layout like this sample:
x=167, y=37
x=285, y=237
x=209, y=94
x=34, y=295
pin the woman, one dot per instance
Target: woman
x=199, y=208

Task to carry out => Reproduce each of the rows above line for line, with no changes.

Exercise response =>
layout like this sample:
x=167, y=37
x=285, y=237
x=209, y=94
x=34, y=295
pin the woman, one dot per instance
Target: woman
x=199, y=208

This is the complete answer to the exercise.